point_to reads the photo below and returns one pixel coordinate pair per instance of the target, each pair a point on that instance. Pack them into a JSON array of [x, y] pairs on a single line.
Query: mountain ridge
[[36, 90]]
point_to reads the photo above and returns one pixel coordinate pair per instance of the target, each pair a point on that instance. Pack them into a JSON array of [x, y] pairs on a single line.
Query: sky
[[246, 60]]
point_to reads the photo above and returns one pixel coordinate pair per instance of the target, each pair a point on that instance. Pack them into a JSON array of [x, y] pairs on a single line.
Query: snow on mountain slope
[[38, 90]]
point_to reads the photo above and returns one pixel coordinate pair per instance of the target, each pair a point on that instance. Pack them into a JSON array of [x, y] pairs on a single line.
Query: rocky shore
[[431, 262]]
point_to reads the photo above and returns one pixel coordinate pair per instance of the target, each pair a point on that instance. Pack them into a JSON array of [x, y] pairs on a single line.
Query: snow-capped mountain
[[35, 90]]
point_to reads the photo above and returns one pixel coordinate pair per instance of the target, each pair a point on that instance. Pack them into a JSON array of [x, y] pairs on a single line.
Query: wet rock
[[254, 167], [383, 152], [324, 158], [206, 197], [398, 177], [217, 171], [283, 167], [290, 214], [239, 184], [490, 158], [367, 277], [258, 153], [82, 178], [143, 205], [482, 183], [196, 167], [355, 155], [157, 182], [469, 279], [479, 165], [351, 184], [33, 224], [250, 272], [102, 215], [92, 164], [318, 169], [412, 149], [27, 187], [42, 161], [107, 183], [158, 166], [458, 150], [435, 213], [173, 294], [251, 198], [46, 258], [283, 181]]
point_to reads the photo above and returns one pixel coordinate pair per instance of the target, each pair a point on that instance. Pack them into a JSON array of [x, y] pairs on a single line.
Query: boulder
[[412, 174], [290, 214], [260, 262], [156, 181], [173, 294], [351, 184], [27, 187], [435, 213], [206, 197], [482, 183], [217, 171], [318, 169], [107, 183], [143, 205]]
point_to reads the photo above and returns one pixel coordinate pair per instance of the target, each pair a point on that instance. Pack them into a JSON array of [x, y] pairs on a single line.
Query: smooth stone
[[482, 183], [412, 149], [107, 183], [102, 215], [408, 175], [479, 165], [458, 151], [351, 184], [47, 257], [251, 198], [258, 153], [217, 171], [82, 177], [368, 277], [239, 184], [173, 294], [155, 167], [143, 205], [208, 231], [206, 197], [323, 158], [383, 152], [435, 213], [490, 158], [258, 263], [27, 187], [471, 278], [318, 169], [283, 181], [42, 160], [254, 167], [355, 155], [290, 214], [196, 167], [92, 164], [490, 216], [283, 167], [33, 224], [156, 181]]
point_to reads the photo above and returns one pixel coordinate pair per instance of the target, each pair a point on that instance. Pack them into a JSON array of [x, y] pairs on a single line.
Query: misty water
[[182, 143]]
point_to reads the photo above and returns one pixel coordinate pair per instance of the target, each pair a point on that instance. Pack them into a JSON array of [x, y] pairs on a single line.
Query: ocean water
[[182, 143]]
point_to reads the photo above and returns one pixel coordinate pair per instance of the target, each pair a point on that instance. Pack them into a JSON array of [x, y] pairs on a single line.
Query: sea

-------

_Written problem_:
Copy the records above verbatim, from their first line through the line containing "[[246, 60]]", and set down nothing else.

_Answer to this task_:
point_to reads the photo below and returns one pixel coordinate pair per instance of the target, each pair a point on that instance. Pack them into a JSON array of [x, y] pairs on a single line.
Query: mountain ridge
[[36, 90]]
point_to reads the photo above and returns one pixel coordinate pair per instance of the target, each pair a point on that instance. Pack them into a JSON array of [x, y] pairs on a single line.
Query: sky
[[246, 60]]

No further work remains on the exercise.